> **Excerpted passage**:

A powerful command-line tool that cleans and normalizes your song data using the MusicBrainz database. Now with interface-based architecture, advanced collaboration detection, artist alias handling, and intelligent fuzzy search for maximum accuracy!

🚀 Quick Start for New Sessions

If you're starting fresh or after a reboot, follow this exact sequence:

1. Start MusicBrainz Services

# Quick restart (recommended)
./restart_services.sh

# Or full restart (if you have issues)
./start_services.sh

2. Wait for Services to Initialize

  • Database: 5-10 minutes to fully load
  • Web server: 2-3 minutes to start responding
  • Check status: cd ../musicbrainz-docker && docker-compose ps

3. Verify Services Are Ready

# Test web server
curl -s http://localhost:5001 | head -5

# Test database (should show 2.6M+ artists)
docker-compose exec db psql -U musicbrainz -d musicbrainz_db -c "SELECT COUNT(*) FROM artist;"

# Test cleaner connection
docker-compose run --rm musicbrainz-cleaner python3 -c "from src.api.database import MusicBrainzDatabase; db = MusicBrainzDatabase(); print('Connection result:', db.connect())"

4. Run Tests

# Test 100 random songs
docker-compose run --rm musicbrainz-cleaner python3 test_100_random.py

# Or other test scripts
docker-compose run --rm musicbrainz-cleaner python3 [script_name].py

⚠️ Important: Always run scripts via Docker - the cleaner cannot connect to the database directly from outside the container.

📋 Troubleshooting: See TROUBLESHOOTING.md for common issues and solutions.

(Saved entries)
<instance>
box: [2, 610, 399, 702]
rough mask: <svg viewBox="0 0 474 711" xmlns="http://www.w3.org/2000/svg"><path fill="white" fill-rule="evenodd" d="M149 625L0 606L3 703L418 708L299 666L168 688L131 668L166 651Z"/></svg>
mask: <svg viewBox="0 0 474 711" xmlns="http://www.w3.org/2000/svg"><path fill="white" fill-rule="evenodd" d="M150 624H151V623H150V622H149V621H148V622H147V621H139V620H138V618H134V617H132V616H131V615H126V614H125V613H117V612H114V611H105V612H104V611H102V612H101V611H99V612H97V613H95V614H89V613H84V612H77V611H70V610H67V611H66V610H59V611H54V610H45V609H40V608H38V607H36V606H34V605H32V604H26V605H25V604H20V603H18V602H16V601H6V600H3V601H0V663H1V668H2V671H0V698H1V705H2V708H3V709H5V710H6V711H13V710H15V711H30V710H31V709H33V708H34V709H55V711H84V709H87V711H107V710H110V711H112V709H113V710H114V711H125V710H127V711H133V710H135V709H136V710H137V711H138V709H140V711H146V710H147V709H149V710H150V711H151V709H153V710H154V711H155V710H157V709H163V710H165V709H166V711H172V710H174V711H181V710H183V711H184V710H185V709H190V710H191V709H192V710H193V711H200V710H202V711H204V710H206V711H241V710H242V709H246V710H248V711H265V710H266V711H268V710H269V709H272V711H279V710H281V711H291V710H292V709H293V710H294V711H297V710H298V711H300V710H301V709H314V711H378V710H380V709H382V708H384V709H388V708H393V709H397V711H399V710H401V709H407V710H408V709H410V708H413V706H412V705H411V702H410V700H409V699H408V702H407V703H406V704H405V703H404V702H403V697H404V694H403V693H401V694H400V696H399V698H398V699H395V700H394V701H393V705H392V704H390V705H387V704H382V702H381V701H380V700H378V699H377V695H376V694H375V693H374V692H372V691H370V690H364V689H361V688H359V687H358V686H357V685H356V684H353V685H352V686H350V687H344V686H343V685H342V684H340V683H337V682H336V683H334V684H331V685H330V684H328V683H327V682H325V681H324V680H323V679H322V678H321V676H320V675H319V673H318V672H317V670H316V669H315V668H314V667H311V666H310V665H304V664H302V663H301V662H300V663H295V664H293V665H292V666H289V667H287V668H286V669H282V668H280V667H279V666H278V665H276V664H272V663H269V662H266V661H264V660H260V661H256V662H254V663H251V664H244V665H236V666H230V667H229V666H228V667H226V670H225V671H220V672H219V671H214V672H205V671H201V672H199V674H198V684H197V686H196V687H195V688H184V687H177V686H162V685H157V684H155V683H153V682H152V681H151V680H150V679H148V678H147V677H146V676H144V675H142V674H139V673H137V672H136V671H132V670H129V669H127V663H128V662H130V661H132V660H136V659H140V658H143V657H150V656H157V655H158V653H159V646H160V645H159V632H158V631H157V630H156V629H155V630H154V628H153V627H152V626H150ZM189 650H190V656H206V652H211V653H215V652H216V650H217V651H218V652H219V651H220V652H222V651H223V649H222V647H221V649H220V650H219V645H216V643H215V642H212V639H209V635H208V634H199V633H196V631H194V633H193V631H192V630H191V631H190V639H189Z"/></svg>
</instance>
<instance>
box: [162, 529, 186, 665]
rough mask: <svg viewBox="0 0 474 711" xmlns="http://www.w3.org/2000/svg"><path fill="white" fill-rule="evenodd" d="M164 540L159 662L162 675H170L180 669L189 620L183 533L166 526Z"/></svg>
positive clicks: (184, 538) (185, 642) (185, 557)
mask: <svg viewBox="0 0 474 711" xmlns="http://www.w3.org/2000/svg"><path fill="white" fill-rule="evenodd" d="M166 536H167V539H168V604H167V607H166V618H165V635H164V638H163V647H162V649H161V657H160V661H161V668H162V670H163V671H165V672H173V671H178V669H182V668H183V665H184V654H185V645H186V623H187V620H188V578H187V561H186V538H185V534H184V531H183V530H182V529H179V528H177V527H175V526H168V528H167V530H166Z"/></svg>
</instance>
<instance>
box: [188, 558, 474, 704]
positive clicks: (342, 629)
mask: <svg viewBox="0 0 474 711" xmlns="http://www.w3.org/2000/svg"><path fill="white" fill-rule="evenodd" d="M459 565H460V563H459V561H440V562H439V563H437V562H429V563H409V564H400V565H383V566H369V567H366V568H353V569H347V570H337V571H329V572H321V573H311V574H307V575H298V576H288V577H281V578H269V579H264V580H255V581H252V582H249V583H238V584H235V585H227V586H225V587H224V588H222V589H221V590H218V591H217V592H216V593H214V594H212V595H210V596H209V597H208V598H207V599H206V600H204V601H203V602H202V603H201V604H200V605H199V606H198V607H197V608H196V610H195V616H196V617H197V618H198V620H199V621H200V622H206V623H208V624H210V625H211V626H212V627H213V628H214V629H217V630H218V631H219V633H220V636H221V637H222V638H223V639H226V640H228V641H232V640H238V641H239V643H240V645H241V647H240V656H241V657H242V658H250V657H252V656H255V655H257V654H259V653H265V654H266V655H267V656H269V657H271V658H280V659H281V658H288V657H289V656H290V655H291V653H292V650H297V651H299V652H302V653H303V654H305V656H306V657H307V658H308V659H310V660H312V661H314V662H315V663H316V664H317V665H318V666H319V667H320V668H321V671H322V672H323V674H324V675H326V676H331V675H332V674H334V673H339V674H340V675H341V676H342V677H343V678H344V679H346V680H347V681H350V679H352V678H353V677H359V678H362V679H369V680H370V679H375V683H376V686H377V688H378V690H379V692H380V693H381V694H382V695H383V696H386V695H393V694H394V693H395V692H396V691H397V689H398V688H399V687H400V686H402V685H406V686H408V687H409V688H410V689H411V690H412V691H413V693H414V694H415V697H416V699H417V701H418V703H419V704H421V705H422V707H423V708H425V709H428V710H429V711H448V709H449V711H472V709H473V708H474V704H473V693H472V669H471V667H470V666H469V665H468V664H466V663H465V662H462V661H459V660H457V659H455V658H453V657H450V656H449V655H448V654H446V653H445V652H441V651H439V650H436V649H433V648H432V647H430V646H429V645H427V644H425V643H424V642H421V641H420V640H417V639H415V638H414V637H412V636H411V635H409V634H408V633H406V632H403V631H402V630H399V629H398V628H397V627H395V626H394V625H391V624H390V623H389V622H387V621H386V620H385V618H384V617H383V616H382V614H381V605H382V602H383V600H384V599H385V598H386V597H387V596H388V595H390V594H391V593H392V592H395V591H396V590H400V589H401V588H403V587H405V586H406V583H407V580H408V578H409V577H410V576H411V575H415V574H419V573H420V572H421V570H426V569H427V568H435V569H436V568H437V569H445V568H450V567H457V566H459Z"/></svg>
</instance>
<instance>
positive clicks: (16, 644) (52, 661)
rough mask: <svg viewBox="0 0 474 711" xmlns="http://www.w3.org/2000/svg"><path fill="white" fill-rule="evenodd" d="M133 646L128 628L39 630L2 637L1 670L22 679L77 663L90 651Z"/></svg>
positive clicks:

> **What to work on**:
[1] In the MusicBrainz cleaner passage, rewrite the paragraph beginning "A powerful command-line tool" as a short bulleted list that keeps its main facts.
[2] Carry the MusicBrainz cleaner passage forward with the section that comes next, starting after the line that points to TROUBLESHOOTING.md.

> **Per-task outputs**:
[1]
- Command-line tool that cleans and normalizes song data
- Works from the MusicBrainz database
- Now built on an interface-based architecture
- Offers advanced collaboration detection
- Handles artist aliases
- Uses intelligent fuzzy search for maximum accuracy

[2]
What's New in v3.0

  • 🏗️ Interface-Based Architecture: Clean dependency injection with common interfaces
  • 🏭 Factory Pattern: Smart data provider creation and configuration
  • 🚀 Direct Database Access: Connect directly to PostgreSQL for 10x faster performance
  • 🎯 Advanced Fuzzy Search: Intelligent matching for similar artist names and song titles
  • 🔄 Automatic Fallback: Falls back to API mode if database access fails
  • No Rate Limiting: Database queries don't have API rate limits
  • 📊 Similarity Scoring: See how well matches are scored
  • 🆕 Collaboration Detection: Intelligently handle complex collaborations like "Pitbull ft. Ne-Yo, Afrojack & Nayer"
  • 🆕 Artist Aliases: Handle name variations like "98 Degrees" → "98°" and "S Club 7" → "S Club"
  • 🆕 Sort Names: Handle "Last, First" formats like "Corby, Matt" → "Matt Corby"
  • 🆕 Edge Case Handling: Support for artists with hyphens, exclamation marks, numbers, and special characters
  • 🆕 Band Name Protection: Distinguish between band names (Simon & Garfunkel) and collaborations (Lavato, Demi & Joe Jonas)

What It Does

Before:

{
  "artist": "ACDC",
  "title": "Shot In The Dark",
  "favorite": true
}

After:

{
  "artist": "AC/DC",
  "title": "Shot in the Dark",
  "favorite": true,
  "mbid": "66c662b6-6e2f-4930-8610-912e24c63ed1",
  "recording_mbid": "cf8b5cd0-d97c-413d-882f-fc422a2e57db"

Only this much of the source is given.